Leave out the pictures and repeat the entries below verbatim.
════════════════
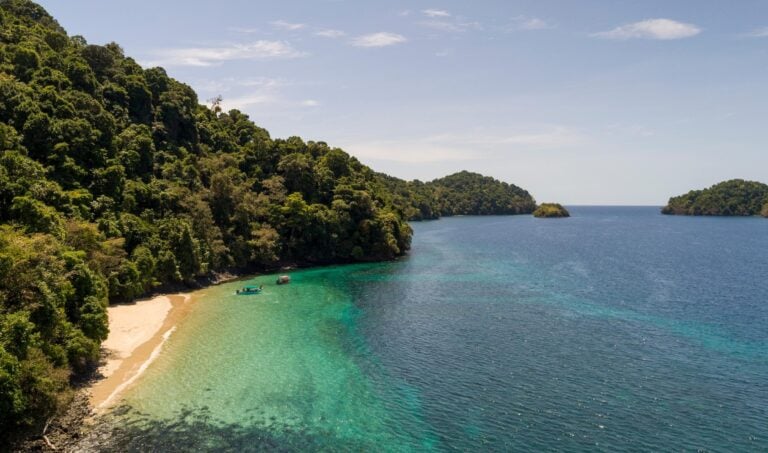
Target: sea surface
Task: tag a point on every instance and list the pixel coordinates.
(617, 329)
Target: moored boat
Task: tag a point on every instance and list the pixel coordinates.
(250, 289)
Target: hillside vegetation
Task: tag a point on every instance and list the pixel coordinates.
(462, 193)
(729, 198)
(547, 210)
(114, 180)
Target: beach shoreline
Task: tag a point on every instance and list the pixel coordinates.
(137, 333)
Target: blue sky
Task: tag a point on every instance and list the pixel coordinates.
════════════════
> Task response
Target: sea surface
Task: tag a point on every instance and list the pixel coordinates.
(617, 329)
Target: moored boat
Task: tag a point on every instance and list the pixel coordinates.
(250, 289)
Target: hillside vegetation
Task: tag a point on every instance and list the pixel coordinates.
(462, 193)
(729, 198)
(547, 210)
(114, 180)
Target: beach shoreline
Task: tag a point on every instance and list the pixel coordinates.
(137, 333)
Target: blue sky
Task: tag a point on every instance and list the pixel coordinates.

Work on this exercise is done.